### Stated goal
Collect and copy every line in the entries below that contains the word "foliage". The match is case-sensitive.

A block of data
::::::::
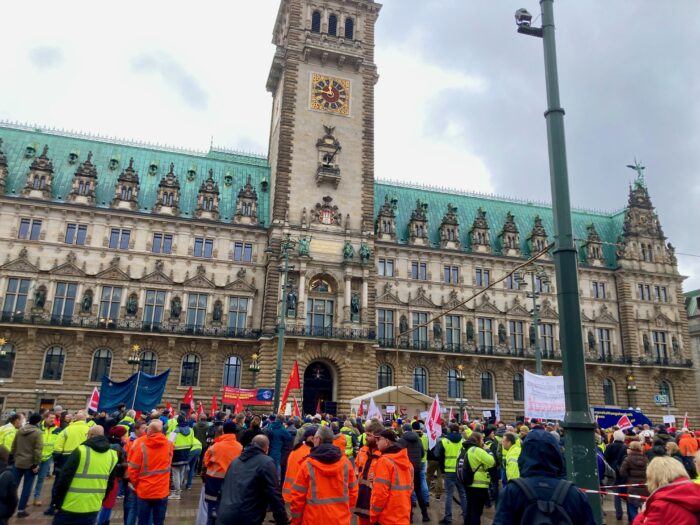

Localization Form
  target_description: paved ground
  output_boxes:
[10,479,626,525]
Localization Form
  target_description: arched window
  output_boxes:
[90,348,112,382]
[139,352,158,376]
[224,355,246,388]
[0,343,16,379]
[413,366,428,394]
[377,364,394,388]
[659,381,673,406]
[603,377,615,405]
[345,17,355,40]
[180,354,199,386]
[328,15,338,36]
[41,346,66,381]
[447,368,462,398]
[481,372,493,399]
[513,372,525,401]
[311,11,321,33]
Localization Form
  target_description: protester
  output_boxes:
[10,414,44,518]
[369,425,418,525]
[216,435,288,525]
[128,420,173,525]
[291,427,357,525]
[634,457,700,525]
[53,426,119,525]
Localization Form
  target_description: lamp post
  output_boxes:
[515,264,550,375]
[515,0,602,523]
[265,233,297,410]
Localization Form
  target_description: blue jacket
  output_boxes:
[493,430,595,525]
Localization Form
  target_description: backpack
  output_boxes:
[510,478,574,525]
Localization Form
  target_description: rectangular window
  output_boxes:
[411,312,428,348]
[477,318,493,352]
[2,277,30,317]
[445,315,462,349]
[442,266,459,284]
[474,268,491,288]
[377,308,394,346]
[508,321,525,352]
[194,237,214,259]
[143,290,165,331]
[65,222,87,246]
[593,281,606,299]
[411,261,428,281]
[51,282,78,323]
[228,297,248,334]
[18,219,41,241]
[187,293,208,329]
[99,286,122,322]
[151,233,173,254]
[377,259,394,277]
[109,228,131,250]
[233,241,253,262]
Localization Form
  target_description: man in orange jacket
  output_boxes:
[203,421,243,523]
[129,420,173,525]
[369,430,418,525]
[282,425,318,503]
[291,427,356,525]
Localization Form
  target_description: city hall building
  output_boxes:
[0,0,700,419]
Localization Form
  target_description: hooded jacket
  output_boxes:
[633,478,700,525]
[291,443,357,525]
[493,430,595,525]
[11,423,44,469]
[217,443,287,525]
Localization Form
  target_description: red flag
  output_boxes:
[87,387,100,416]
[617,416,634,430]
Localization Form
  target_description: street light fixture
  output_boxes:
[516,0,602,523]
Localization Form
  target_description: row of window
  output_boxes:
[18,219,253,262]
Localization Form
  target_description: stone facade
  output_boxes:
[0,0,700,419]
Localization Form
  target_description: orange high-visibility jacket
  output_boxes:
[369,447,413,525]
[204,434,243,479]
[129,432,173,499]
[282,442,311,503]
[290,445,357,525]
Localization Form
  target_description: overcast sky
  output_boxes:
[0,0,700,290]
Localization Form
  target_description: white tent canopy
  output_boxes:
[350,385,433,416]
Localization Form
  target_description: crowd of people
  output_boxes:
[0,406,700,525]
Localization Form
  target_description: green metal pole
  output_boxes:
[540,0,602,523]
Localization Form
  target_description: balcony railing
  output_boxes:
[0,312,261,339]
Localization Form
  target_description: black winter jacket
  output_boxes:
[216,443,287,525]
[493,430,595,525]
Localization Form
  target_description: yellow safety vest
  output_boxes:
[61,445,118,514]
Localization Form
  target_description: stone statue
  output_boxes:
[360,243,372,264]
[211,301,224,323]
[126,294,139,315]
[433,319,442,341]
[170,297,182,319]
[498,323,508,345]
[34,286,46,308]
[343,241,355,261]
[299,237,311,257]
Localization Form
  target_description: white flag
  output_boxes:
[425,394,442,450]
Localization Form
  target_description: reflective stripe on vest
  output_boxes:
[442,438,462,472]
[61,445,117,513]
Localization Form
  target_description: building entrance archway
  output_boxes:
[303,361,335,414]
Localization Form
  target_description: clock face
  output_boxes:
[311,73,350,115]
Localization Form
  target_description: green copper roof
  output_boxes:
[0,123,270,225]
[374,182,624,267]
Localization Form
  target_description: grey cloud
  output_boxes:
[131,53,209,110]
[29,46,64,69]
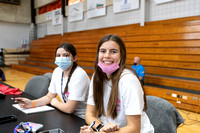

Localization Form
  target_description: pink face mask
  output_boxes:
[98,62,119,74]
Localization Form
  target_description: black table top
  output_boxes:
[0,92,85,133]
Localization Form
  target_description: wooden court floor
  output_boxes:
[1,67,200,133]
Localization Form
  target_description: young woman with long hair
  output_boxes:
[16,43,90,118]
[80,34,154,133]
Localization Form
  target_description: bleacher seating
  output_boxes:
[12,16,200,112]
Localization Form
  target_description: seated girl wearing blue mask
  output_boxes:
[16,43,90,118]
[80,34,154,133]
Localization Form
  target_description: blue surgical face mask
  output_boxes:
[55,57,72,70]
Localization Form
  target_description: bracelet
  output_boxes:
[96,124,104,132]
[31,100,35,108]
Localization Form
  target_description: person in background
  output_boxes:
[15,43,90,119]
[80,34,154,133]
[132,57,145,85]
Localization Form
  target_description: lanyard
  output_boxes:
[61,72,66,103]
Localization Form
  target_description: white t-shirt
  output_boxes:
[87,69,154,133]
[49,66,90,119]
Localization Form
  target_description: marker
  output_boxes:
[11,98,25,103]
[88,121,95,129]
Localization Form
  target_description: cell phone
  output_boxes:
[38,128,65,133]
[0,115,17,124]
[11,98,25,103]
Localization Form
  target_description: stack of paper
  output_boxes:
[12,104,54,114]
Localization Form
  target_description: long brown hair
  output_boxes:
[93,34,146,119]
[55,43,78,94]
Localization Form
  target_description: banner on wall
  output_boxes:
[68,2,83,22]
[52,9,62,25]
[155,0,174,4]
[113,0,139,13]
[46,12,52,20]
[87,0,106,18]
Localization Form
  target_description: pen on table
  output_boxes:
[11,98,25,103]
[88,121,95,129]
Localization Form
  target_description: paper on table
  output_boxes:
[12,104,54,114]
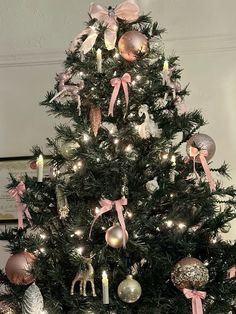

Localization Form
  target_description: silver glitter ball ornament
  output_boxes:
[117,275,142,303]
[171,257,209,290]
[105,224,128,249]
[59,141,80,159]
[186,133,216,162]
[22,283,44,314]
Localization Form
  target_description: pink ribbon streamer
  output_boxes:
[8,181,32,229]
[89,198,127,247]
[183,289,206,314]
[189,146,216,192]
[227,265,236,278]
[108,73,131,117]
[89,0,139,50]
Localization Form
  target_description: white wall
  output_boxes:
[0,0,236,264]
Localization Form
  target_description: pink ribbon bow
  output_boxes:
[108,73,131,117]
[189,146,216,192]
[183,289,206,314]
[89,198,127,247]
[227,265,236,278]
[8,181,32,229]
[89,0,139,50]
[69,26,98,55]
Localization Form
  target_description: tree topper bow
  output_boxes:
[70,0,139,54]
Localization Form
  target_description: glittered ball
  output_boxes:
[5,252,35,285]
[118,31,148,61]
[105,225,128,249]
[59,142,80,159]
[186,133,216,162]
[0,301,16,314]
[117,275,142,303]
[171,257,209,290]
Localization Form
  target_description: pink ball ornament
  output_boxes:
[5,252,36,285]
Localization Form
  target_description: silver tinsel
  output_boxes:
[22,283,44,314]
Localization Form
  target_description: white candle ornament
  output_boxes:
[102,271,109,304]
[36,154,43,182]
[97,49,102,73]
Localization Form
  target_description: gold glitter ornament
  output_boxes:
[0,301,16,314]
[118,30,148,61]
[171,257,209,290]
[117,275,142,303]
[105,224,128,249]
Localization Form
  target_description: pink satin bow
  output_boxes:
[89,0,139,50]
[89,198,127,247]
[108,73,131,117]
[189,146,216,192]
[8,181,32,229]
[227,265,236,278]
[69,26,98,54]
[183,289,206,314]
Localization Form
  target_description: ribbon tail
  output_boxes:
[77,95,81,116]
[116,204,126,248]
[89,204,112,240]
[108,83,121,117]
[199,153,216,192]
[16,201,24,230]
[192,297,203,314]
[193,156,200,183]
[122,82,129,108]
[79,30,98,55]
[104,25,117,50]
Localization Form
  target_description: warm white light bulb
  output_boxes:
[127,212,133,218]
[75,229,83,236]
[39,247,46,253]
[125,144,132,153]
[75,246,84,255]
[94,207,100,215]
[83,134,90,143]
[178,222,186,229]
[165,220,173,228]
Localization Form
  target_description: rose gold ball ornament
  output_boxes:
[171,257,209,290]
[118,31,148,61]
[5,252,36,285]
[105,225,128,249]
[117,275,142,303]
[186,133,216,162]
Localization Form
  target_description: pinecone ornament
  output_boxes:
[22,283,44,314]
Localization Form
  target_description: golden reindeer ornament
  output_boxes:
[70,255,97,297]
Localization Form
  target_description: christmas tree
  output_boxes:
[0,0,236,314]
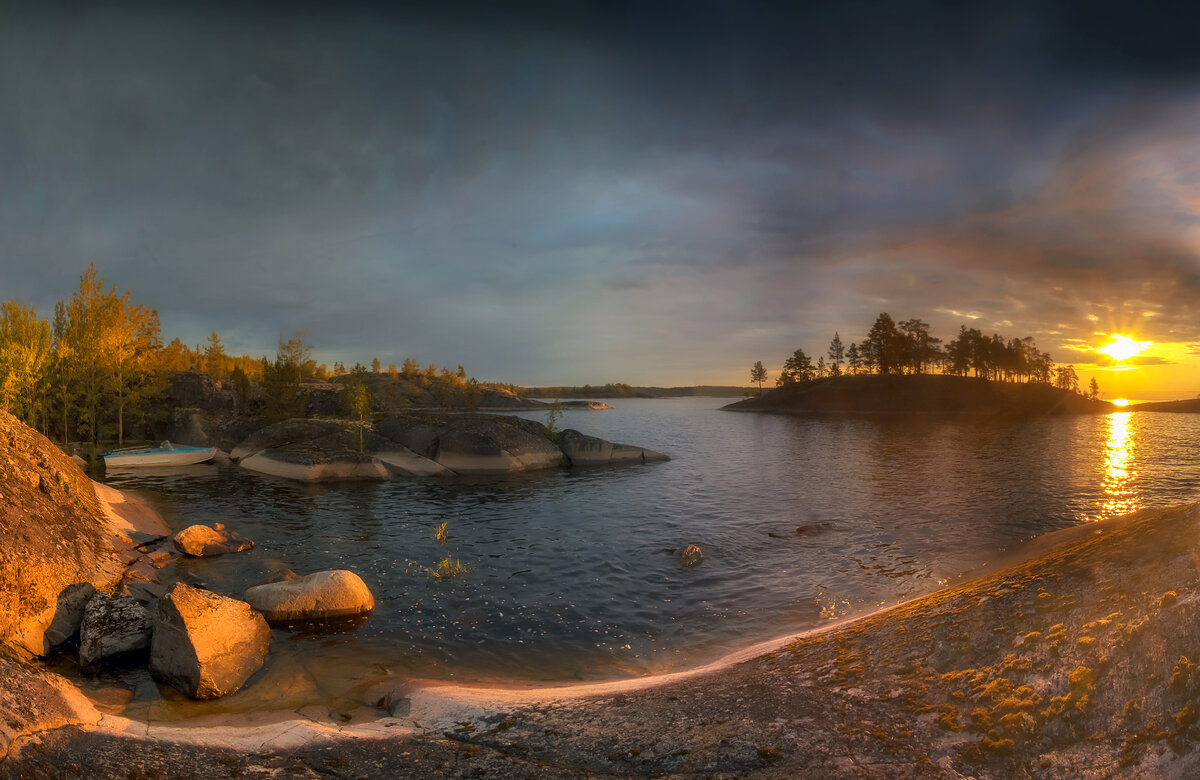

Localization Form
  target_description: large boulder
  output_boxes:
[0,412,139,655]
[167,408,212,446]
[172,523,254,558]
[43,582,96,649]
[150,582,271,698]
[436,414,569,474]
[79,595,152,666]
[229,420,344,461]
[244,570,374,623]
[167,371,233,412]
[558,428,671,466]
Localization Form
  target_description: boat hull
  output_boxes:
[104,446,217,468]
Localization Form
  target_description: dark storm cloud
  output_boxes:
[7,1,1200,382]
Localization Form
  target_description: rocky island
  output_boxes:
[722,374,1120,416]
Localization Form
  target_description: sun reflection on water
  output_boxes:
[1100,412,1139,520]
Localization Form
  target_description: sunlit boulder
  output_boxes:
[150,582,271,698]
[244,569,374,623]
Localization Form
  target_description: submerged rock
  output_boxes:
[172,523,254,558]
[150,582,271,698]
[245,569,374,623]
[558,428,671,466]
[79,595,152,666]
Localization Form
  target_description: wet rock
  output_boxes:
[558,428,671,466]
[44,582,96,649]
[0,412,122,655]
[79,595,151,666]
[434,415,568,474]
[120,580,167,606]
[150,582,271,698]
[233,414,668,481]
[259,569,300,584]
[245,569,374,623]
[172,523,254,558]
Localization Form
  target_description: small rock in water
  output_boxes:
[245,569,374,623]
[172,523,254,558]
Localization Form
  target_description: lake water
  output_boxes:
[100,398,1200,700]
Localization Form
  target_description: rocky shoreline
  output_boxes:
[230,414,670,481]
[7,403,1200,778]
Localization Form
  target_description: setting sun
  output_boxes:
[1096,334,1150,362]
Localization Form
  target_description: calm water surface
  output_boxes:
[100,398,1200,680]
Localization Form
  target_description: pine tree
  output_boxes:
[750,360,767,395]
[829,332,846,377]
[204,330,226,382]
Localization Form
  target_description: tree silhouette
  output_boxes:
[1054,366,1079,391]
[750,360,767,395]
[829,331,846,377]
[775,349,816,386]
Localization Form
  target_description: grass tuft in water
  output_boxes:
[430,556,470,580]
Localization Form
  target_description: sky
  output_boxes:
[0,0,1200,400]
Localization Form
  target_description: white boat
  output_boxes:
[104,442,217,468]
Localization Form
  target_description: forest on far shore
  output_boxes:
[750,312,1100,398]
[0,265,515,444]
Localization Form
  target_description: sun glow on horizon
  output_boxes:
[1096,334,1151,362]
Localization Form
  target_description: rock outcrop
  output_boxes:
[0,648,100,758]
[232,414,667,481]
[172,523,254,558]
[558,428,670,466]
[0,412,140,655]
[427,414,570,474]
[150,582,271,698]
[244,569,374,624]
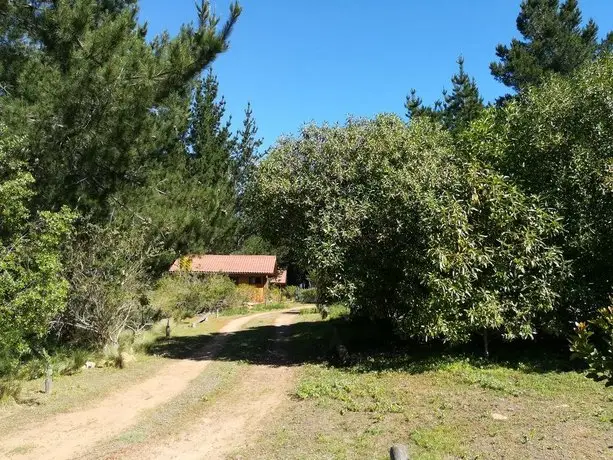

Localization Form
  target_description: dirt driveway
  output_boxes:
[0,311,306,459]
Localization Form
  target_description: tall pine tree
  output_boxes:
[234,103,262,209]
[405,56,484,132]
[442,56,483,132]
[490,0,613,92]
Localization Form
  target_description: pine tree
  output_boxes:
[0,0,241,221]
[404,88,444,121]
[187,71,236,184]
[405,56,484,132]
[234,103,262,203]
[442,56,483,131]
[490,0,610,91]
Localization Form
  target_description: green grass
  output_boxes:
[230,314,613,459]
[88,310,286,458]
[219,302,292,316]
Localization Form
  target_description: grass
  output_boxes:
[235,314,613,459]
[0,317,231,434]
[219,302,291,316]
[89,310,286,458]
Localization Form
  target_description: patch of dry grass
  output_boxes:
[236,312,613,459]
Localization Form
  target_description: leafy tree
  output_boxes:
[0,0,241,219]
[0,125,75,370]
[473,56,613,329]
[234,104,262,209]
[0,0,241,344]
[54,222,159,347]
[442,56,483,132]
[247,116,563,348]
[490,0,613,91]
[405,56,483,133]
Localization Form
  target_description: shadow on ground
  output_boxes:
[149,313,581,374]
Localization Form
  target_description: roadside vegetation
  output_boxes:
[0,0,613,458]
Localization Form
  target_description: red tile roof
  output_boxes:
[170,255,277,276]
[270,270,287,284]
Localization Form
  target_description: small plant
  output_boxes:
[283,286,298,300]
[0,378,21,403]
[570,306,613,385]
[296,288,317,303]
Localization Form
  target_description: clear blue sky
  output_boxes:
[140,0,613,146]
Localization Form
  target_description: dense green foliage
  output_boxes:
[0,0,259,374]
[571,307,613,385]
[490,0,613,91]
[405,57,483,133]
[0,0,613,388]
[0,125,74,372]
[151,273,246,320]
[478,56,613,324]
[253,116,562,341]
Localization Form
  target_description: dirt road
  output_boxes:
[114,312,299,460]
[0,312,304,459]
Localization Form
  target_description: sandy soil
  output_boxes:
[113,312,299,460]
[0,313,278,460]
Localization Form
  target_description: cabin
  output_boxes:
[170,254,287,303]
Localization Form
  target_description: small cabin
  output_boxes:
[170,254,287,303]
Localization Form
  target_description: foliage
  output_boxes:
[405,56,483,132]
[0,125,75,372]
[478,56,613,329]
[254,116,562,341]
[490,0,613,91]
[284,286,298,300]
[571,307,613,385]
[55,224,156,347]
[0,0,241,218]
[151,273,245,320]
[296,288,317,303]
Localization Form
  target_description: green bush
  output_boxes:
[284,286,298,300]
[296,288,317,303]
[151,273,245,320]
[253,115,564,342]
[0,378,21,403]
[570,307,613,385]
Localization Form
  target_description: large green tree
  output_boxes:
[490,0,613,91]
[0,0,241,343]
[247,116,562,348]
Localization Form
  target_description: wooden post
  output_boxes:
[390,444,409,460]
[483,329,490,358]
[45,363,53,394]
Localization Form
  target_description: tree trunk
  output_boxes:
[483,329,490,358]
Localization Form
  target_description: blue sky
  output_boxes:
[140,0,613,146]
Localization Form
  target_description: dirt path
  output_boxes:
[0,312,282,460]
[114,311,299,460]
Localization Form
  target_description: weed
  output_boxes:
[0,378,21,403]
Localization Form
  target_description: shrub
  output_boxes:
[266,286,285,303]
[570,306,613,385]
[0,378,21,403]
[296,288,317,303]
[253,115,564,348]
[284,286,298,300]
[56,224,155,348]
[152,273,244,320]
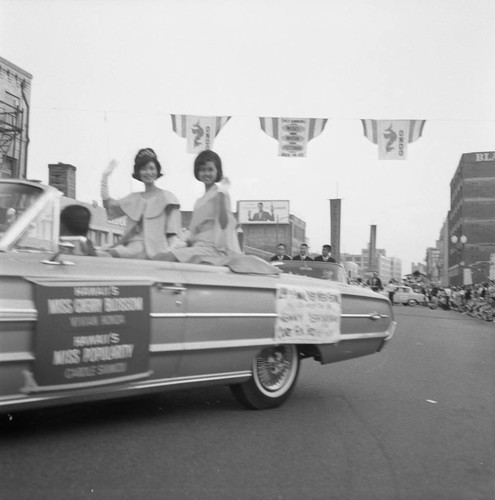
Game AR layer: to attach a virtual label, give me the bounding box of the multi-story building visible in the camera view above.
[0,57,33,178]
[448,151,495,285]
[425,247,440,283]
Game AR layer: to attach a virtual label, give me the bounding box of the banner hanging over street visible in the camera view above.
[260,118,327,158]
[171,115,230,154]
[361,120,426,160]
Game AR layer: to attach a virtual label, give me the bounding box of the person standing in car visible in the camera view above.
[315,245,335,262]
[292,243,313,261]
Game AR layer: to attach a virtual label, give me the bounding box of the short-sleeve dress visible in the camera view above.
[107,188,181,259]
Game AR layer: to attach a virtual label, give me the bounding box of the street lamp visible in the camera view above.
[450,234,467,285]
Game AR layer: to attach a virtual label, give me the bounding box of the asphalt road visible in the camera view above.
[0,306,495,500]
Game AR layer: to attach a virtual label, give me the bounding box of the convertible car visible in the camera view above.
[0,180,396,413]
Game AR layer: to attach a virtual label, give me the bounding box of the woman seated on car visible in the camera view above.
[101,148,181,259]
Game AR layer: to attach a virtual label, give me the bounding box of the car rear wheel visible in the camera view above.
[231,345,301,410]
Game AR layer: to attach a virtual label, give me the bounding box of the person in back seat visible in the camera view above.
[60,205,96,257]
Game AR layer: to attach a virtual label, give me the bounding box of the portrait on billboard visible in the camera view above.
[237,200,289,224]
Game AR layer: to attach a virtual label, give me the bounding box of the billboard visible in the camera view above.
[237,200,290,224]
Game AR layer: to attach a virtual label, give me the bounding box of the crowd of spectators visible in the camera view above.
[424,280,495,321]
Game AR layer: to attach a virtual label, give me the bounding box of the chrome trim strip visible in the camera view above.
[339,332,387,342]
[0,352,35,363]
[150,337,277,352]
[130,370,253,389]
[0,332,397,363]
[341,312,390,319]
[0,370,252,407]
[0,307,38,322]
[150,313,277,318]
[150,330,388,353]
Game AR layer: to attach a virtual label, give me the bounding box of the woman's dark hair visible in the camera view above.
[194,149,223,182]
[132,148,163,181]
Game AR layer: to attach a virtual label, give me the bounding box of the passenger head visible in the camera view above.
[277,243,285,255]
[132,148,163,181]
[60,205,91,236]
[194,149,223,182]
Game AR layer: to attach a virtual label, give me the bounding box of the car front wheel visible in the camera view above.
[231,344,301,410]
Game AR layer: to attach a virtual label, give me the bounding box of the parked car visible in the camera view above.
[0,180,396,413]
[384,285,426,307]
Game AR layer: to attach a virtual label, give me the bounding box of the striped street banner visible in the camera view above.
[330,198,342,262]
[260,117,328,158]
[361,120,426,160]
[171,115,230,154]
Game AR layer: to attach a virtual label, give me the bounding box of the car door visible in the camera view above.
[180,265,277,377]
[3,253,185,392]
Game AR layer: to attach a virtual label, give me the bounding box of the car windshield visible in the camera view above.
[0,182,43,235]
[277,261,347,283]
[0,181,58,252]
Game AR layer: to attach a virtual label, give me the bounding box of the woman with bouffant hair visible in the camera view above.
[155,150,278,274]
[101,148,181,259]
[156,150,241,265]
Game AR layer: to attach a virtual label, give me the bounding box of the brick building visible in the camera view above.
[0,57,33,179]
[448,151,495,285]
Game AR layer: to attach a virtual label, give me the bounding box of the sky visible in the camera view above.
[0,0,495,273]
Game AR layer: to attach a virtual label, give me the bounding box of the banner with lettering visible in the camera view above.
[275,285,342,344]
[260,118,327,158]
[361,120,426,160]
[171,115,230,154]
[22,281,150,393]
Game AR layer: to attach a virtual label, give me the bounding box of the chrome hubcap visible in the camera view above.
[256,346,293,391]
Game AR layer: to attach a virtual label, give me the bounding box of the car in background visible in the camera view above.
[383,285,426,307]
[0,179,396,413]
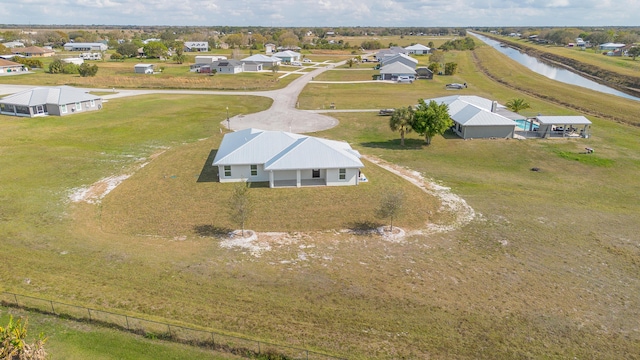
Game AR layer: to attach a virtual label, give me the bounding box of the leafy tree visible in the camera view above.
[628,46,640,60]
[142,41,168,59]
[427,63,442,75]
[506,98,531,112]
[389,106,413,146]
[49,59,64,74]
[0,317,47,360]
[412,99,453,145]
[78,63,98,77]
[376,190,405,232]
[444,62,458,75]
[116,42,139,57]
[229,180,252,237]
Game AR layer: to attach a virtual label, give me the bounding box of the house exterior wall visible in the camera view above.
[459,125,515,139]
[326,169,360,186]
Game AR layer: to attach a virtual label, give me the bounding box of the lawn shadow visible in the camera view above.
[347,220,382,235]
[360,139,425,150]
[193,225,233,238]
[196,149,220,182]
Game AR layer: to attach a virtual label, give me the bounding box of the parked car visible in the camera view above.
[445,83,467,90]
[397,75,413,83]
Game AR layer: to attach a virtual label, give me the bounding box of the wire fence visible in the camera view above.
[0,292,344,360]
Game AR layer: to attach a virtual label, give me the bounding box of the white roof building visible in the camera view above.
[213,129,364,188]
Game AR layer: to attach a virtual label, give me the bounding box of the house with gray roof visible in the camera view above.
[63,42,109,51]
[380,62,416,81]
[404,44,431,55]
[213,129,364,188]
[0,86,102,117]
[380,54,418,69]
[425,95,524,139]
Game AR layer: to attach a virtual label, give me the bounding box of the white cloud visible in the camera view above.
[3,0,640,27]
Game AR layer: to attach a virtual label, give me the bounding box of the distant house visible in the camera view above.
[2,41,24,49]
[0,86,102,117]
[273,50,302,62]
[380,54,418,69]
[11,46,55,57]
[213,129,364,188]
[404,44,431,55]
[425,95,524,139]
[184,41,209,52]
[599,43,626,51]
[0,59,27,75]
[63,43,109,51]
[133,64,153,74]
[416,67,433,79]
[60,57,84,65]
[380,62,417,81]
[240,54,282,67]
[264,43,276,55]
[211,59,244,74]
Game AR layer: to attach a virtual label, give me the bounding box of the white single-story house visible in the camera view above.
[404,44,431,55]
[213,129,364,188]
[380,54,418,69]
[425,95,524,139]
[0,59,27,75]
[535,115,591,138]
[63,43,109,51]
[242,61,262,71]
[60,58,84,65]
[184,41,209,52]
[11,46,55,57]
[195,55,227,64]
[133,64,153,74]
[0,86,102,117]
[2,41,24,49]
[599,43,626,50]
[240,54,282,67]
[273,50,302,62]
[380,62,417,80]
[211,59,244,74]
[264,43,276,55]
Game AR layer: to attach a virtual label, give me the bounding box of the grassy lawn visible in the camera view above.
[0,307,240,360]
[0,41,640,359]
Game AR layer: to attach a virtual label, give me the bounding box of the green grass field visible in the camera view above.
[0,39,640,359]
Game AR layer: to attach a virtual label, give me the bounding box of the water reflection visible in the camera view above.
[469,32,640,101]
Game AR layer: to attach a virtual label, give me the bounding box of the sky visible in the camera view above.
[5,0,640,27]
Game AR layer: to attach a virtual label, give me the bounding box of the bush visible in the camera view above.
[78,63,98,77]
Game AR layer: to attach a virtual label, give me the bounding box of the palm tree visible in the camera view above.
[507,99,531,113]
[389,106,413,146]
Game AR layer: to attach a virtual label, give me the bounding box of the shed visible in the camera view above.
[133,64,153,74]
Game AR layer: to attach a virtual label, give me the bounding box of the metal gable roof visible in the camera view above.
[380,62,416,74]
[0,86,100,106]
[213,129,364,170]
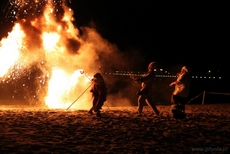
::::::::
### Written response
  target_description: dense green foliage
  target_description: foliage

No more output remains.